**Dataset rows on where objects appear**
(begin)

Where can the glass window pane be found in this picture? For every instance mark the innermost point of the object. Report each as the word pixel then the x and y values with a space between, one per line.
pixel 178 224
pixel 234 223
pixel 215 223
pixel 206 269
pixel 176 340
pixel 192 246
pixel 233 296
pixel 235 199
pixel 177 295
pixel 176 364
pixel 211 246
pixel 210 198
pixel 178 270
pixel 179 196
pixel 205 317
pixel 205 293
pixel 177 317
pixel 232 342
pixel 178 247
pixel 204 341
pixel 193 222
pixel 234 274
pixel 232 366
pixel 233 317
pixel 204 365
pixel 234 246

(end)

**Work required**
Please rewrite the records, substituting "central point" for "innermost point" and leaving all other text untouched.

**Reply**
Where can the glass window pane be found in this picture? For every instance mark the central point of the object. Report each as the word pixel then the x and y values with a space between, one per line.
pixel 178 224
pixel 234 223
pixel 215 223
pixel 206 269
pixel 176 340
pixel 192 246
pixel 233 296
pixel 235 199
pixel 177 295
pixel 176 364
pixel 211 246
pixel 210 198
pixel 178 270
pixel 179 196
pixel 205 317
pixel 205 293
pixel 177 317
pixel 232 342
pixel 178 247
pixel 204 341
pixel 193 222
pixel 234 274
pixel 232 366
pixel 233 317
pixel 204 365
pixel 234 246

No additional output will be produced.